◆ TRECHO DO TEXTO
╔══
Estas políticas normativas parecem nada ter em comum. Os direitos humanos são individualistas, seculares, culturalmente ocidente-cêntricos, e Estado-cêntricos, quer quando visam controlar o Estado, quer quando pretendem tirar proveito dele. As teologias políticas, pelo contrário, são comunitárias, antisseculares, tanto podem ser culturalmente ocidentais como ferozmente antiocidentais, e tendem a ser hostis ao Estado. Como procuro demonstrar neste livro, estas caracterizações gerais não fazem justiça à diversidade interna, quer dos direitos humanos, quer das teologias políticas. Na base desta complexidade que emerge da diversidade, proponho-me realizar um exercício de tradução intercultural entre estas duas políticas normativas, procurando zonas de contato para tradução entre elas donde possam emergir energias novas ou renovadas para a transformação social radical e progressista.
Começo por identificar a fragilidade dos direitos humanos enquanto gramática de dignidade humana e os desafios que a emergência das teologias políticas lhes coloca no início do século XXI. Seleciono então, de entre uma ampla paisagem de análises teológicas, os tipos de reflexão e as práticas que podem contribuir para expandir e aprofundar o cânone das políticas de direitos humanos. Com este propósito em mente, faço distinções de que resultam consequências significativas: por um lado, distinções entre os diferentes tipos de teologias políticas (por exemplo, pluralista versus fundamentalista, tradicionalista versus progressista) e por outro, entre os dois discursos e práticas contrastantes das políticas de direitos humanos (por exemplo, hegemônico versus contra-hegemônico). Termino este livro advogando que as teologias pluralistas e progressistas podem ser uma fonte de energia radical para as lutas contra-hegemônicas dos direitos humanos.
Esta trajetória analítica e política não resulta de uma investigação destinada a produzir apenas mais uma teoria de vanguarda. Como participante ativo do Fórum Social Mundial desde 2001 (Santos, 2005; 2006a), fui observando o modo como os ativistas da luta por justiça socioeconômica, histórica, sexual, racial, cultural e pós-colonial baseiam frequentemente o seu ativismo e as suas reivindicações em crenças religiosas ou espiritualidades cristãs, islâmicas, judaicas, hindus, budistas e indígenas. De certo modo, estas posições dão testemunho de subjetividades políticas que parecem ter abandonado o pensamento crítico ocidental e a ação política secular que dele decorre. Tais subjetividades combinam efervescência criativa e energia apaixonada e intensa com referências transcendentes ou espirituais que, longe de as afastarem das lutas materiais e bem terrenas por um outro mundo possível, mais profundamente as comprometem com estas. O meu propósito ao escrever este livro é dar conta destas subjetividades e destas lutas para as fortalecer e, afinal, também para dar sentido às minhas vivências com umas e outras.
╚══
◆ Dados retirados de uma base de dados
╔══
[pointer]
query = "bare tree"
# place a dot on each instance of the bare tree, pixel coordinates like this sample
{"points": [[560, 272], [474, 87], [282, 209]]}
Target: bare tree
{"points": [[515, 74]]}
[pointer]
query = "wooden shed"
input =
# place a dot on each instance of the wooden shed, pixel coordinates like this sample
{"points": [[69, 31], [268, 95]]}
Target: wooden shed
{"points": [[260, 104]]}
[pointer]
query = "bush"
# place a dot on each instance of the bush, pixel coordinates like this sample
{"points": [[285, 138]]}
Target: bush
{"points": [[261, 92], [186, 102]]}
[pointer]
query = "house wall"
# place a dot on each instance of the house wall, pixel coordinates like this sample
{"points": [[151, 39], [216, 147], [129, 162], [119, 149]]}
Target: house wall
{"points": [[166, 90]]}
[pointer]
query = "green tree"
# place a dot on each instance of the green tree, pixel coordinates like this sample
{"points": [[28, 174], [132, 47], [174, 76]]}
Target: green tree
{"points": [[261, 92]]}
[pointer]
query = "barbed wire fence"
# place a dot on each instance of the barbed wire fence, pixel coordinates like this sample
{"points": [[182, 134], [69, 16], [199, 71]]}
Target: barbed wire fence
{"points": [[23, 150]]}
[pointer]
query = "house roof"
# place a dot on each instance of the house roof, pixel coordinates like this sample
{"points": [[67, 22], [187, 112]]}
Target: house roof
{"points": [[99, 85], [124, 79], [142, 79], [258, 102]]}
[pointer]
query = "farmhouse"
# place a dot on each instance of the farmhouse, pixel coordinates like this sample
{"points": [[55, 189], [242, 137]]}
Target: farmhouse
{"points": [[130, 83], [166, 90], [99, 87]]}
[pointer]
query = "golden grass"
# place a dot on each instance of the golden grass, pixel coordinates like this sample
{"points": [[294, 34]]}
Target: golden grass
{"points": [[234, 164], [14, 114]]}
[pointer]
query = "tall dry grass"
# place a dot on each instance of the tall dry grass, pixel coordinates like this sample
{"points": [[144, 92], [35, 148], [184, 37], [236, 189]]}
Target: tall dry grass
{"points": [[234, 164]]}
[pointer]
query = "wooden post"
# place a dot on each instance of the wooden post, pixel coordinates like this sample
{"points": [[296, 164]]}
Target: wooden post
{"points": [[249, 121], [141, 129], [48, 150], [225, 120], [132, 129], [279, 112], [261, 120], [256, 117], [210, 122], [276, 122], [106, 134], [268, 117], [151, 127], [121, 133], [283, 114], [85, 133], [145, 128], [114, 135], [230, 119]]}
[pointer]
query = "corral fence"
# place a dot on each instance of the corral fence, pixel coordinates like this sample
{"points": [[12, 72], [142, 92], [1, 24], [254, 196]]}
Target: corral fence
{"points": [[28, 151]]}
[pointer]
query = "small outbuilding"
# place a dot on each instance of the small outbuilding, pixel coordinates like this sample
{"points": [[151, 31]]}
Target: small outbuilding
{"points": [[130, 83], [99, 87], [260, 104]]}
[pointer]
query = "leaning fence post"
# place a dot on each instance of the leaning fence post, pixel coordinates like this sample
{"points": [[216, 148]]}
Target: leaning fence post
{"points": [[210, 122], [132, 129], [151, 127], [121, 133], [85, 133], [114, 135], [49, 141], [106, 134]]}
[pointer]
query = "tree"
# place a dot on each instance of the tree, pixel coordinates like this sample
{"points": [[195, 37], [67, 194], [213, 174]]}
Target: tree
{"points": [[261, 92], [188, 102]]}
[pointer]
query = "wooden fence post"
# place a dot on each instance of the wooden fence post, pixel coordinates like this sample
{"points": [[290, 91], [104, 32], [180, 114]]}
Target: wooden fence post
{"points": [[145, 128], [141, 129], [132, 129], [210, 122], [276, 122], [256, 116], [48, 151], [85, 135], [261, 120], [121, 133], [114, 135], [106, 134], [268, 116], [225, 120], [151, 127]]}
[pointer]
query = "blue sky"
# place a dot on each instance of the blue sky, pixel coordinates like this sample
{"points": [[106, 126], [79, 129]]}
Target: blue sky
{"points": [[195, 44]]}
╚══
◆ INSTRUÇÕES DA TAREFA
Extraia do trecho sobre direitos humanos e teologias políticas, sem alterar nada, a passagem que vai de "Estas políticas normativas" até "radical e progressista.", incluindo essas duas expressões. Baseie-se unicamente no trecho para responder.

◆ RESPOSTA À TAREFA
Estas políticas normativas parecem nada ter em comum. Os direitos humanos são individualistas, seculares, culturalmente ocidente-cêntricos, e Estado-cêntricos, quer quando visam controlar o Estado, quer quando pretendem tirar proveito dele. As teologias políticas, pelo contrário, são comunitárias, antisseculares, tanto podem ser culturalmente ocidentais como ferozmente antiocidentais, e tendem a ser hostis ao Estado. Como procuro demonstrar neste livro, estas caracterizações gerais não fazem justiça à diversidade interna, quer dos direitos humanos, quer das teologias políticas. Na base desta complexidade que emerge da diversidade, proponho-me realizar um exercício de tradução intercultural entre estas duas políticas normativas, procurando zonas de contato para tradução entre elas donde possam emergir energias novas ou renovadas para a transformação social radical e progressista.